* WORK TO BE COMPLETED *
Please copy the listing below word for word, starting with the line that contains "Where can the basketball" and ending with the last line of the listing, both included.

* start ENTRIES SHOWN *

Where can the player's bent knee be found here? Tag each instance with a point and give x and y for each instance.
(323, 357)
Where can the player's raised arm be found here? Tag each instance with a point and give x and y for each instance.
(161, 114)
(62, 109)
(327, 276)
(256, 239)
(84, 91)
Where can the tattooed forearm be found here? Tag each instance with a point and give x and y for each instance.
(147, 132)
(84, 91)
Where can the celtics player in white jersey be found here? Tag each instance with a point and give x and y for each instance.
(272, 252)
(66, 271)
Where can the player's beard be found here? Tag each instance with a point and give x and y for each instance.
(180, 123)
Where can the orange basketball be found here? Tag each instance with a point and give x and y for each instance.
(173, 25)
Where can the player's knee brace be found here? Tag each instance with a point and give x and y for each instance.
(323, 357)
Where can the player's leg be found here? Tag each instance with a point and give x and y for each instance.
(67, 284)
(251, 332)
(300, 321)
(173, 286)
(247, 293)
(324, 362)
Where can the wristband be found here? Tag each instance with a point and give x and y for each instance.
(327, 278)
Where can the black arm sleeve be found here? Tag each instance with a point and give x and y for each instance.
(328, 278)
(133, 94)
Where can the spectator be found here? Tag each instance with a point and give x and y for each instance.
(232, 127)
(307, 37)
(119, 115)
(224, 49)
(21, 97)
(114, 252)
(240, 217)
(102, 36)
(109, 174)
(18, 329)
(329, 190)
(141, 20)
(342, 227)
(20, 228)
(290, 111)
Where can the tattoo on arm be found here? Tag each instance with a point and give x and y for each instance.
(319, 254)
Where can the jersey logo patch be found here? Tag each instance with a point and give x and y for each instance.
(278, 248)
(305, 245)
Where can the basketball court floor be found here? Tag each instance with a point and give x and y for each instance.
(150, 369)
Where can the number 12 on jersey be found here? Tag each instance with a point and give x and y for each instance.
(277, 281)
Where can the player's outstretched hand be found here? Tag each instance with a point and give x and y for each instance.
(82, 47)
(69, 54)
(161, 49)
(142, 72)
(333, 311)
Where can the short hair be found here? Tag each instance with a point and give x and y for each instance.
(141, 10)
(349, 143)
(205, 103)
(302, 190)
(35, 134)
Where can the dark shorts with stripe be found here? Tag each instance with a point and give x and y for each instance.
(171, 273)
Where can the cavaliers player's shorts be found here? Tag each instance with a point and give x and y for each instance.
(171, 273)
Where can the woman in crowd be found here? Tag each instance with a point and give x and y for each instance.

* end ENTRIES SHOWN *

* RIGHT ANSWER *
Where can the basketball court floor be found here? Tag each instance with a point and give x and y for each instance.
(150, 369)
Where can the number 12 on jersey be found here? Tag each instance with a point and give x and y for each instance.
(277, 281)
Where can the player's outstretched hand be found here? Tag each instance with a point and give x and y for each instance.
(82, 47)
(69, 54)
(161, 49)
(142, 72)
(333, 311)
Where can the short hair be found here? Tag each instance with a point and give x and y for each instance.
(141, 10)
(349, 143)
(205, 103)
(302, 190)
(35, 134)
Where can the dark shorts with stripe be found here? Tag each instance with a point and give x and y for each instance.
(171, 273)
Where can the cavaliers player's shorts be found here? Tag each instance with a point and give x and y for each instance.
(171, 273)
Where can the woman in crowd be found here? Tag each instance with a point and give x and y for each instance.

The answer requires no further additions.